> **PASSAGE SHOWN**
★ ★ ★

The marathon is over. The Wild Things have gone home (or what passes as home). All that’s left is bits of ratty paper and crumbly memories strewn through my room, through me. A school year. Nine-ish months of intense proximity. Just like a pregnancy, only with 20: viginitituplets? Puts Octomom to shame.
As I look back on this year, I realize maybe I was partly to blame. Granted the Wild Things came from a different land, a classroom where they were allowed to play legos and airplane erasers instead of learning how to read and write and understand that math (at their level) is about taking numbers apart and putting them back together (parts and wholes). Granted this crew had a vast number of family issues (just last week fuzzy wuzzy Jose’s mom walked out on her two boys, Evan’s dad got a new girlfriend with her own set of kids, Roberto was taken back to Mexico to stay with his mom who left two months ago, Griselda moved, and Avery, who arrived three months ago after moving to Arizona after having left our school a year earlier unable to read and write and therefore repeated 2nd and still barely reads, though his parents say he reads perfectly at home, didn’t show up for a week). Granted many things. But.

★ ★ ★

> **TASK INSTRUCTIONS**
Transcribe the passage about the end of the school year, starting with "The marathon is" and going on through "Octomom to shame.". The records aren't needed for anything here.

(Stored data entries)
★ ★ ★

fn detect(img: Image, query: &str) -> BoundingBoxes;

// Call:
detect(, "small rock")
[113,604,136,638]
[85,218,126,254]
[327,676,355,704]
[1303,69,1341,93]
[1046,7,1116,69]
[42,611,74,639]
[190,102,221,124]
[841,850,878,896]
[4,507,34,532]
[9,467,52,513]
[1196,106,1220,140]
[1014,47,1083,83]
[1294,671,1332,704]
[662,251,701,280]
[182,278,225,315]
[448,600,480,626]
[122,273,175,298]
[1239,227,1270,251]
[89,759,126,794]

★ ★ ★

> **REPLY**
The marathon is over. The Wild Things have gone home (or what passes as home). All that’s left is bits of ratty paper and crumbly memories strewn through my room, through me. A school year. Nine-ish months of intense proximity. Just like a pregnancy, only with 20: viginitituplets? Puts Octomom to shame.